** START OF Extracted records **
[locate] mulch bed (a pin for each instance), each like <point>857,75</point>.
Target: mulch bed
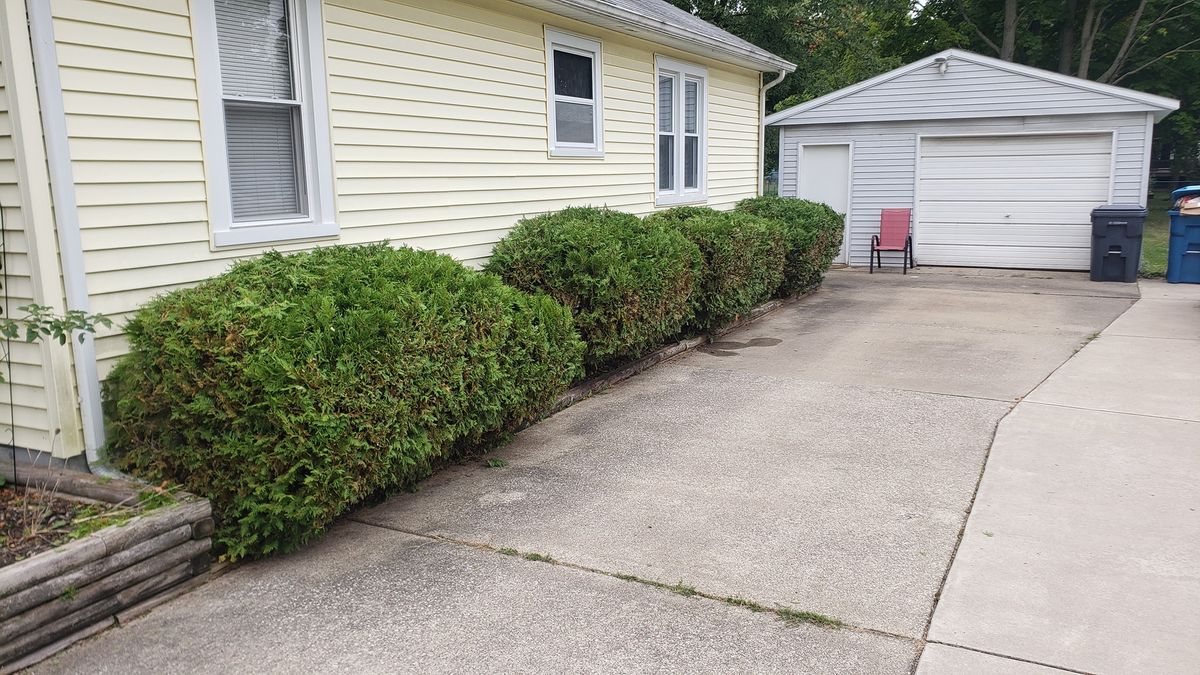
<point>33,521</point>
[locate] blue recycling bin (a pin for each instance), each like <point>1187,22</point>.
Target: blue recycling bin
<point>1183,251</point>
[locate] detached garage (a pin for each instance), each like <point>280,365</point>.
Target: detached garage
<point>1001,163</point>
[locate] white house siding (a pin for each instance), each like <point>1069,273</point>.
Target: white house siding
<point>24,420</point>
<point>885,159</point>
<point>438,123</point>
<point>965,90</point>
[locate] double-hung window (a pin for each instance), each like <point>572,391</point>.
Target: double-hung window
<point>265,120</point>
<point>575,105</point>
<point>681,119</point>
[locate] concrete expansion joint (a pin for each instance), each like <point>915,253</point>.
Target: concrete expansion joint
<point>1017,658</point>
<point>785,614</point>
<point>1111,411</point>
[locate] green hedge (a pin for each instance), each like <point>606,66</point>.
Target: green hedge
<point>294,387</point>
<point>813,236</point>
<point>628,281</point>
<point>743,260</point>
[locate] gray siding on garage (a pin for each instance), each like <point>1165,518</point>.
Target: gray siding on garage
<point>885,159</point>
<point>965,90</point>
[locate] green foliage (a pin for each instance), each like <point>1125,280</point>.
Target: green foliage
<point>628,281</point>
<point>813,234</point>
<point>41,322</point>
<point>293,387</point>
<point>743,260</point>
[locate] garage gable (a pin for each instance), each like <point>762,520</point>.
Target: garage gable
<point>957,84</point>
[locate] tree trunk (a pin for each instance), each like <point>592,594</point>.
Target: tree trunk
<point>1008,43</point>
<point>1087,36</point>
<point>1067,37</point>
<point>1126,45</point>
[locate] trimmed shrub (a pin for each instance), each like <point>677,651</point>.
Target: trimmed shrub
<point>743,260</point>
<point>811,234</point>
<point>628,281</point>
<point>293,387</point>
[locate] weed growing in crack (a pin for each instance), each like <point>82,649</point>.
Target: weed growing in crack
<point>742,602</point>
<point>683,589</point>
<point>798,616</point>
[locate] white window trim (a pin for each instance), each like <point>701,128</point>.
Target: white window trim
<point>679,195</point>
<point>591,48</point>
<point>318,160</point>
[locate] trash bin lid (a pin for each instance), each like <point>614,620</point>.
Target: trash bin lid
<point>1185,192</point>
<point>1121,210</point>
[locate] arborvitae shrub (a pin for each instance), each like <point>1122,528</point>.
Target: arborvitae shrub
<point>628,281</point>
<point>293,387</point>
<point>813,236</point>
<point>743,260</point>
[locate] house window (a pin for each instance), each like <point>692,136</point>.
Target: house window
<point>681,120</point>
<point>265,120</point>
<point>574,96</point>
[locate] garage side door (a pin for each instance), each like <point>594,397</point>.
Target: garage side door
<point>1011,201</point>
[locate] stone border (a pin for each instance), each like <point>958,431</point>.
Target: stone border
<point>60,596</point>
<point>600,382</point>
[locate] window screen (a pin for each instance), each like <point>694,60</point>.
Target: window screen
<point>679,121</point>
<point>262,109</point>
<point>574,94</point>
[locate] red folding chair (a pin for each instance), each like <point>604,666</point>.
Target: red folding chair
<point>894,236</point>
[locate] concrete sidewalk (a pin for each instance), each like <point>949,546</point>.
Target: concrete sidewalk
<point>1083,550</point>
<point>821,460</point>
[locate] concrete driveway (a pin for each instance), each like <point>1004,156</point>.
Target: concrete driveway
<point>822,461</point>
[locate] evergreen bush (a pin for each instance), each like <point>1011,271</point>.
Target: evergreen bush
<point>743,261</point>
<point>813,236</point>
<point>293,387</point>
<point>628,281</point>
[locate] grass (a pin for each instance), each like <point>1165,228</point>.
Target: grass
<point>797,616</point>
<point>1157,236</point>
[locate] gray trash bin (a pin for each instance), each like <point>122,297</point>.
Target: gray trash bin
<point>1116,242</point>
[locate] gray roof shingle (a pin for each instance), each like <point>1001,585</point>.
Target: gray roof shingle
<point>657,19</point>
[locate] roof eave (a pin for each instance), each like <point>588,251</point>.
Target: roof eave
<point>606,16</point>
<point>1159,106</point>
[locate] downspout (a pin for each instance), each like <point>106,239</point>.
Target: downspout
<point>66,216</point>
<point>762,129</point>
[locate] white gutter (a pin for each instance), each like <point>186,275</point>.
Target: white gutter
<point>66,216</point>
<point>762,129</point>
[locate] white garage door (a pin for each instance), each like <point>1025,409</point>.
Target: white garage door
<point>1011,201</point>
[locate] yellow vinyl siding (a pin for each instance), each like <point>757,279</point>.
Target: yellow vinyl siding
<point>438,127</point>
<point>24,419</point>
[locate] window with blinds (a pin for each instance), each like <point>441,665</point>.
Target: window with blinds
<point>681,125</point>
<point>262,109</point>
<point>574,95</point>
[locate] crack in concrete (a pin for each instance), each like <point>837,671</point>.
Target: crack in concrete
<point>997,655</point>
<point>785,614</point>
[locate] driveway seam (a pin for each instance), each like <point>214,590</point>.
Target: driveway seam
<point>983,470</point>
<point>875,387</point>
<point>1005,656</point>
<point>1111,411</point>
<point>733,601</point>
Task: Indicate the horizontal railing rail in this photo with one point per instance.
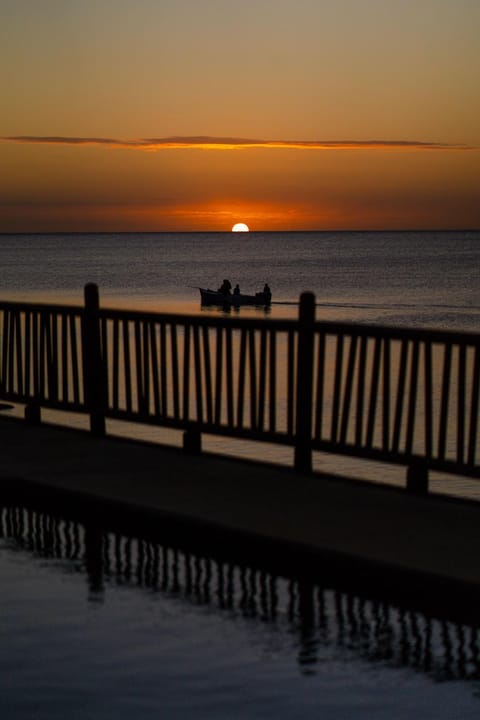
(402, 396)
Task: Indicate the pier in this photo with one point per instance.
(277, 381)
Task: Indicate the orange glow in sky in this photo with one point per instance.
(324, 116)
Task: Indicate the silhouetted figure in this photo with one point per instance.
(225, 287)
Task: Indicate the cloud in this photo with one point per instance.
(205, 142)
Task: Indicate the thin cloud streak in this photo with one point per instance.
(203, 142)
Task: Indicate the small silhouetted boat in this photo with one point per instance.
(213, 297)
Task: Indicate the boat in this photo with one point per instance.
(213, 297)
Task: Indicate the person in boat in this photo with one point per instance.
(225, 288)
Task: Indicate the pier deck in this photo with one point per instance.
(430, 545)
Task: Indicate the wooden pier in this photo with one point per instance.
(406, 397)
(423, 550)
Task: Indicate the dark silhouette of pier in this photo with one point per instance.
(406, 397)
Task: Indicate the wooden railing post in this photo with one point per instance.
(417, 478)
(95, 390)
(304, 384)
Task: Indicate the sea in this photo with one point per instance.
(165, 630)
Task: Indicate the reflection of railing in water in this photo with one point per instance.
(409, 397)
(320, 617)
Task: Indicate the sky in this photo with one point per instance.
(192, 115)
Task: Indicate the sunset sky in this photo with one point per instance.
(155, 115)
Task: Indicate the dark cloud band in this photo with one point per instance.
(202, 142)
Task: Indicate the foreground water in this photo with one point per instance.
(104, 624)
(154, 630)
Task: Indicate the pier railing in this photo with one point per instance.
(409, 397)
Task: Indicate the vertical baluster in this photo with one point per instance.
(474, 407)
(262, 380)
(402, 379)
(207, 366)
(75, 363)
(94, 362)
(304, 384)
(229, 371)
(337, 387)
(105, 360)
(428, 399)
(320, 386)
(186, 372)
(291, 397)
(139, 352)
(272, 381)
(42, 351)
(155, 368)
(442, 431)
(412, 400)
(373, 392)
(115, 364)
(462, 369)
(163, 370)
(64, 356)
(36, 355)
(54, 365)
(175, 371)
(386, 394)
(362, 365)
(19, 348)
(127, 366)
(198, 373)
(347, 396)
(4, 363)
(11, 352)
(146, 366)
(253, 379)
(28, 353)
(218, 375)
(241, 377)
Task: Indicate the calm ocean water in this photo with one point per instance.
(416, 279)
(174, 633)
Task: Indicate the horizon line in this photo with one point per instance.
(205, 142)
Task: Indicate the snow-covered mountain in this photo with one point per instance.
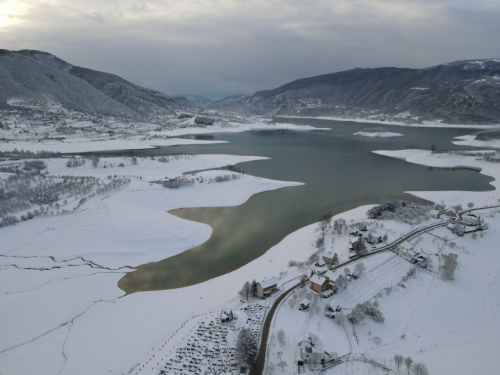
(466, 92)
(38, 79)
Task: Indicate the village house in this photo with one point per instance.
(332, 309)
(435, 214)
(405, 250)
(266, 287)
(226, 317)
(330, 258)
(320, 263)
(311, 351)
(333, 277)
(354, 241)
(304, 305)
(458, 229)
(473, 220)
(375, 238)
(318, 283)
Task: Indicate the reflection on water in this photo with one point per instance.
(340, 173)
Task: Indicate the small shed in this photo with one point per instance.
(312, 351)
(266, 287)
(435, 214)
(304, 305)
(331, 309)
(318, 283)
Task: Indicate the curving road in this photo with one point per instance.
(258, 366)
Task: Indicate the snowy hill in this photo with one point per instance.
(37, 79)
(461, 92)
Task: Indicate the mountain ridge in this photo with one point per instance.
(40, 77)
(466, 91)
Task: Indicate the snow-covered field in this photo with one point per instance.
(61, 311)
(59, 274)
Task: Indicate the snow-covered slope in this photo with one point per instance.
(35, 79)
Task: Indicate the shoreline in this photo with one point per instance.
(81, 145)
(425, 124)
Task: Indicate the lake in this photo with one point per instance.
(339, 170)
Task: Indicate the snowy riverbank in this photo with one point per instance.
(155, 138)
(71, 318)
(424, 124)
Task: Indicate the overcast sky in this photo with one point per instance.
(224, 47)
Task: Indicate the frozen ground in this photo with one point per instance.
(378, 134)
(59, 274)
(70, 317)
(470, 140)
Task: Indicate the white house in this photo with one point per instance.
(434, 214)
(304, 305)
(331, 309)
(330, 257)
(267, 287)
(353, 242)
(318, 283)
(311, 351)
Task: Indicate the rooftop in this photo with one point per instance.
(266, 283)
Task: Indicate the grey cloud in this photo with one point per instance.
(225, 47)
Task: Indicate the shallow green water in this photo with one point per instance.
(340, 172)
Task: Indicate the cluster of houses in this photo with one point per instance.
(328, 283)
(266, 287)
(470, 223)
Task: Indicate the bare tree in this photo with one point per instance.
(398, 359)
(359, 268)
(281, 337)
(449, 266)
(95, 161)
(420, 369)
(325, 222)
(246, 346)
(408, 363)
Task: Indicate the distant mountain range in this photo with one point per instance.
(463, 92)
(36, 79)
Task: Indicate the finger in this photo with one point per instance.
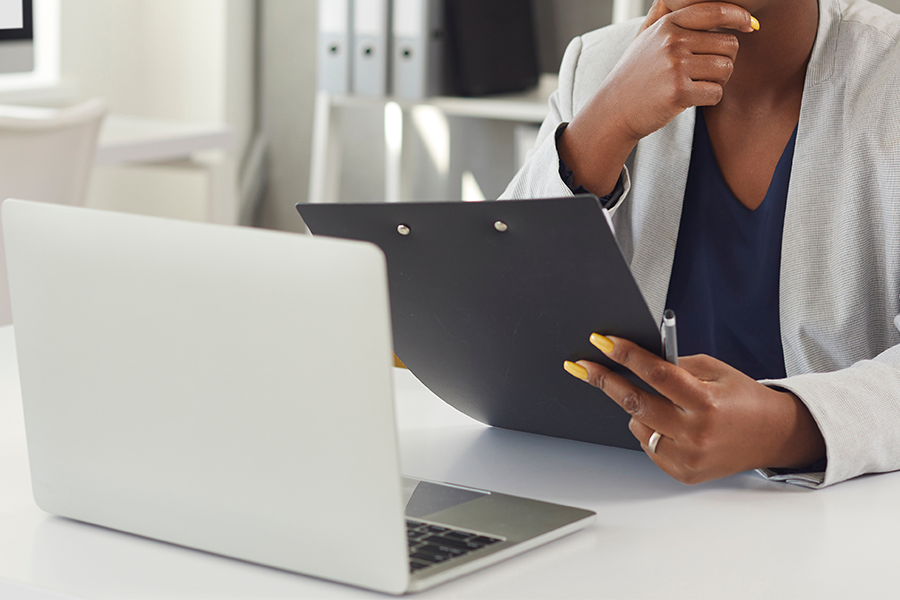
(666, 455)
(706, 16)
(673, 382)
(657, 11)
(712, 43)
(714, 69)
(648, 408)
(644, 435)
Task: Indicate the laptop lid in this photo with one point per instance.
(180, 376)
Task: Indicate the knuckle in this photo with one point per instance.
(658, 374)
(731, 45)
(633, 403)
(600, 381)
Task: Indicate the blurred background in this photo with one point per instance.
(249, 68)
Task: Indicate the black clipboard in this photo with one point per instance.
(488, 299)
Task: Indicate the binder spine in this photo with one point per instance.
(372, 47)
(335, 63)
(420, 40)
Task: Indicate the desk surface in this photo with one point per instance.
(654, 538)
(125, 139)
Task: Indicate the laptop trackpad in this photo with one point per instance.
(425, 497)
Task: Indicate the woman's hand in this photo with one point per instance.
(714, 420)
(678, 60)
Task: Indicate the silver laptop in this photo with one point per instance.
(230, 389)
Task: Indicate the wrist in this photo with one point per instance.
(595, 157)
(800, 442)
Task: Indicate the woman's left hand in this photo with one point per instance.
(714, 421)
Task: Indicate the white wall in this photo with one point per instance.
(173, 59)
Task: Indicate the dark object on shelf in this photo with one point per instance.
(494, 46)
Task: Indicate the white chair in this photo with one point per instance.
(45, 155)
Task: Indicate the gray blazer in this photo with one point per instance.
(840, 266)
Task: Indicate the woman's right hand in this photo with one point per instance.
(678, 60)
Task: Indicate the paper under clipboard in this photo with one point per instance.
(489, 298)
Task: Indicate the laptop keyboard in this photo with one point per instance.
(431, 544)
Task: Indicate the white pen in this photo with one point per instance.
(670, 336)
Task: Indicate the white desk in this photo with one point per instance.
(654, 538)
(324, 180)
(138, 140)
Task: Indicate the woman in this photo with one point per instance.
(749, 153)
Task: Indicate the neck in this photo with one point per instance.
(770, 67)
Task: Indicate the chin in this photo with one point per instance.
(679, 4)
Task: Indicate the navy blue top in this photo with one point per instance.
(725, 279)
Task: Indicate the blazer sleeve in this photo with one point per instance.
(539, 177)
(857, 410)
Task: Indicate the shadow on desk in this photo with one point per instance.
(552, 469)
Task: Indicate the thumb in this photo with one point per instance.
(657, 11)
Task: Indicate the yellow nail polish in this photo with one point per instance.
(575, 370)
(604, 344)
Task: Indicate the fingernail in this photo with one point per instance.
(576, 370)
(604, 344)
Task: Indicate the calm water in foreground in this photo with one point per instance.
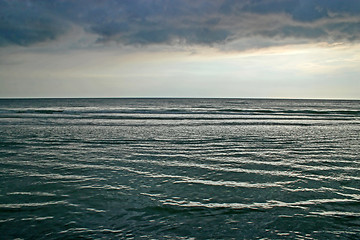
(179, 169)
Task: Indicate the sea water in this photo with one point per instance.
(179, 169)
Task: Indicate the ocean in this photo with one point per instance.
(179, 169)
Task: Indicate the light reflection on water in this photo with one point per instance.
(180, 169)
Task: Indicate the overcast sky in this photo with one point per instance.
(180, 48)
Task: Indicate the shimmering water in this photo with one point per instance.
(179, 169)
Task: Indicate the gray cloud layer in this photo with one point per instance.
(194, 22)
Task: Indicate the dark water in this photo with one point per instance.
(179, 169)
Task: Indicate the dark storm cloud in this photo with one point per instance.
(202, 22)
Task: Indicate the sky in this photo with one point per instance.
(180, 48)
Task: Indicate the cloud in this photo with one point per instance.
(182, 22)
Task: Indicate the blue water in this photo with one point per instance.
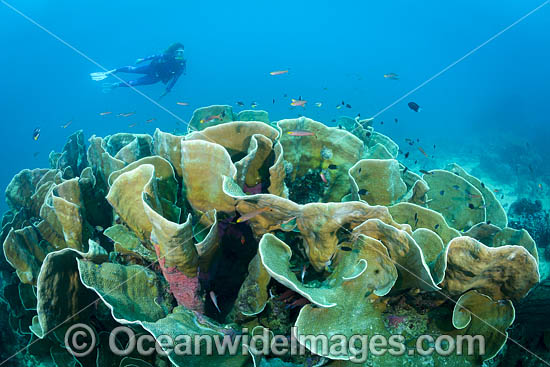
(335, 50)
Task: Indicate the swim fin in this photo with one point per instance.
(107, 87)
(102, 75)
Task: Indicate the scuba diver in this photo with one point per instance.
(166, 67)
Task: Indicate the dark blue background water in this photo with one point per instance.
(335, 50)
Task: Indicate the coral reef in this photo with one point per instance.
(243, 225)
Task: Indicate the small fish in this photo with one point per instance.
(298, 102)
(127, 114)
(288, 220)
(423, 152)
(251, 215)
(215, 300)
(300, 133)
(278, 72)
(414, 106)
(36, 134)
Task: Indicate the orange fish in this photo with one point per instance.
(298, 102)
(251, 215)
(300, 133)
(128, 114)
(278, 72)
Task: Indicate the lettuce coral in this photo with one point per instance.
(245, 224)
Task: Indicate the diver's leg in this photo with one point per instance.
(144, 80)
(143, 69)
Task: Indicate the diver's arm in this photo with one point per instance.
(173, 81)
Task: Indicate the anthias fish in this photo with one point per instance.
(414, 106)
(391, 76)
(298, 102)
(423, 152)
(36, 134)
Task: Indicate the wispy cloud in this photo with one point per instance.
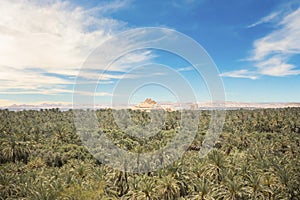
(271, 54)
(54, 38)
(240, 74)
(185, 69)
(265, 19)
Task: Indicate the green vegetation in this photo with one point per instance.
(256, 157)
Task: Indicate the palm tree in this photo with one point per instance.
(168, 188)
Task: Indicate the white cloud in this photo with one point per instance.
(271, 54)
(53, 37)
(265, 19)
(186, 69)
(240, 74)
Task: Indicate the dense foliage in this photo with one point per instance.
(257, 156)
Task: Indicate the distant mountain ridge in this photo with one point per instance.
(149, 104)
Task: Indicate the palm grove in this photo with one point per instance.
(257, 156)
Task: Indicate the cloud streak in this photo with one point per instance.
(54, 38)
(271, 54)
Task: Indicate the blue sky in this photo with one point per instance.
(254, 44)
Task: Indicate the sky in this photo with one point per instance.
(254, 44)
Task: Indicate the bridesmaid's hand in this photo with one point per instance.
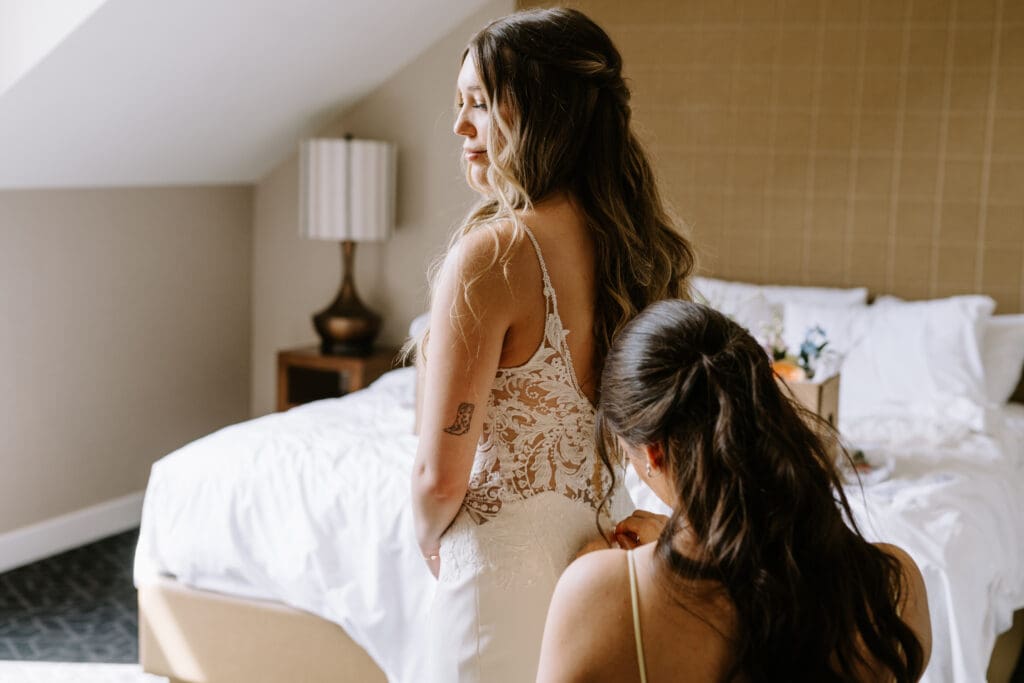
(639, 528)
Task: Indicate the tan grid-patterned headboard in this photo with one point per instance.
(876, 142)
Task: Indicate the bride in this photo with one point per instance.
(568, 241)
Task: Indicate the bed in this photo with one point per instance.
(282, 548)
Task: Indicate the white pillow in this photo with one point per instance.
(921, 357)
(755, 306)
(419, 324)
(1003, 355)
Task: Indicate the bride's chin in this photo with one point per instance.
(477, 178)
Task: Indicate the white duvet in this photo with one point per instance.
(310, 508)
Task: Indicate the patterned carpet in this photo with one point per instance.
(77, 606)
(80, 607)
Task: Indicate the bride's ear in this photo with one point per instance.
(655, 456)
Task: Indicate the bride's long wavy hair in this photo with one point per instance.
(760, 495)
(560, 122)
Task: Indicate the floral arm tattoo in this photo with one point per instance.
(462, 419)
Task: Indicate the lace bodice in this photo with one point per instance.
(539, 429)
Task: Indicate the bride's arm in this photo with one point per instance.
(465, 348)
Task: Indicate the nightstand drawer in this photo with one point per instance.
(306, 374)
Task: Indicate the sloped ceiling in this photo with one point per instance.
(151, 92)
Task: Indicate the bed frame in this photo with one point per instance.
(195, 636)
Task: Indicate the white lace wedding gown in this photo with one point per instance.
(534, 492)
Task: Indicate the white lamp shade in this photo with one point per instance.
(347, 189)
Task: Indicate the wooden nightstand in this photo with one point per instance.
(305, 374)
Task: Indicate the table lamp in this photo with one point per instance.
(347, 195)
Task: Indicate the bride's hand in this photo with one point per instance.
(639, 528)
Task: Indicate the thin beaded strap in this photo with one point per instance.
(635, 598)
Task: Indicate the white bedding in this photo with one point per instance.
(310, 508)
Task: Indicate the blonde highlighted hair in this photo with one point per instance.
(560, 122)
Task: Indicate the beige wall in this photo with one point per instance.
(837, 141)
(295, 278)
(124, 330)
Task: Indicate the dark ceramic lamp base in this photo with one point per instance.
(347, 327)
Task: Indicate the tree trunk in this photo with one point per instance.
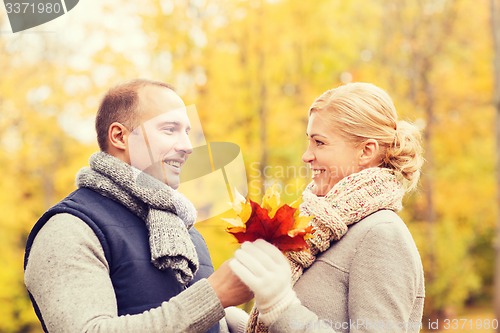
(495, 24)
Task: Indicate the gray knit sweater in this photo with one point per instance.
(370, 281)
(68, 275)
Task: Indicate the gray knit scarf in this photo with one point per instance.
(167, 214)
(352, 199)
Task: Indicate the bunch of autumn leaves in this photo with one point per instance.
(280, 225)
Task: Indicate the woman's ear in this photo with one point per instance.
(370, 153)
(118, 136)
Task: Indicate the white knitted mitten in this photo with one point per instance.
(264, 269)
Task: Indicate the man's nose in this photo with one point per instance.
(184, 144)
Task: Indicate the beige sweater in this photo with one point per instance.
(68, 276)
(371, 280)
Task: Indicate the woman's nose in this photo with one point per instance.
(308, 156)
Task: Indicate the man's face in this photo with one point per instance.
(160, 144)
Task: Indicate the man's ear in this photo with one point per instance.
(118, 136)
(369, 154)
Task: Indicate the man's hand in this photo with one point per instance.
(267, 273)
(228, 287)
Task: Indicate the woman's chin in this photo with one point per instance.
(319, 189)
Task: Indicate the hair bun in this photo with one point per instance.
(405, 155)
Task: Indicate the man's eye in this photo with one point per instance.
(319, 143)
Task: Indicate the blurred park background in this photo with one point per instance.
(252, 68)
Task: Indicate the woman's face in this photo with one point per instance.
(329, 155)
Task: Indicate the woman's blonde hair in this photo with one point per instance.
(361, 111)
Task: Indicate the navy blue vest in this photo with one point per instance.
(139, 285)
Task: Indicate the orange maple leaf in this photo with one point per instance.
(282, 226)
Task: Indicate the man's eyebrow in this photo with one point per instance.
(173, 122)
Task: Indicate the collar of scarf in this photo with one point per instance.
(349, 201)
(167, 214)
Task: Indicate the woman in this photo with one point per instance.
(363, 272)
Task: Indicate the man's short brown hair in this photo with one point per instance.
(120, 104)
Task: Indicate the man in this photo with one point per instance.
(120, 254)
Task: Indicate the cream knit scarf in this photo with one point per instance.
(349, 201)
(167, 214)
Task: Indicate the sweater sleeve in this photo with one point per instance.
** END OF Extracted records **
Reproduce the items from the start through the line containing "<point>1126,45</point>", swapping "recycling bin" for "trash can" and changing nothing else. Leave the pictures out of your answer.

Problem solution:
[locate] mulch bed (a pin for each instance), each like <point>857,75</point>.
Target: mulch bed
<point>33,521</point>
[locate] blue trash can (a pin for each instance), each like <point>1187,22</point>.
Target: blue trash can
<point>1183,251</point>
[locate] detached garage (a pin for each instance), each like <point>280,365</point>.
Target: detached garage
<point>1001,163</point>
[locate] white house siding (a pin for each instance), each like <point>1069,273</point>.
Target: white house siding
<point>24,420</point>
<point>885,159</point>
<point>438,123</point>
<point>965,90</point>
[locate] double-hung window (a pin for each instance), each like <point>572,391</point>.
Target: double-hung window
<point>265,120</point>
<point>575,105</point>
<point>681,119</point>
[locate] concrete expansion joint (a pin for each instance), each like <point>915,253</point>.
Target: concrete expansion joint
<point>1017,658</point>
<point>785,614</point>
<point>1111,411</point>
[locate] green hedge (a pin for each instance), each like <point>606,66</point>.
Target: green hedge
<point>294,387</point>
<point>813,236</point>
<point>628,281</point>
<point>743,260</point>
[locate] gray siding on garage (a pin for each instance), each like <point>1165,518</point>.
Target: gray siding on garage
<point>885,159</point>
<point>965,90</point>
[locate] green foliage (a pin for each instance), each like <point>1125,280</point>.
Target: green foliage
<point>628,281</point>
<point>813,234</point>
<point>41,322</point>
<point>293,387</point>
<point>743,260</point>
[locate] garage gable (a pin for each instance), each like <point>762,520</point>.
Target: garage gable
<point>957,84</point>
[locate] tree trunk (a pin for each instance), each like <point>592,594</point>.
Target: tree trunk
<point>1008,43</point>
<point>1087,36</point>
<point>1067,37</point>
<point>1126,45</point>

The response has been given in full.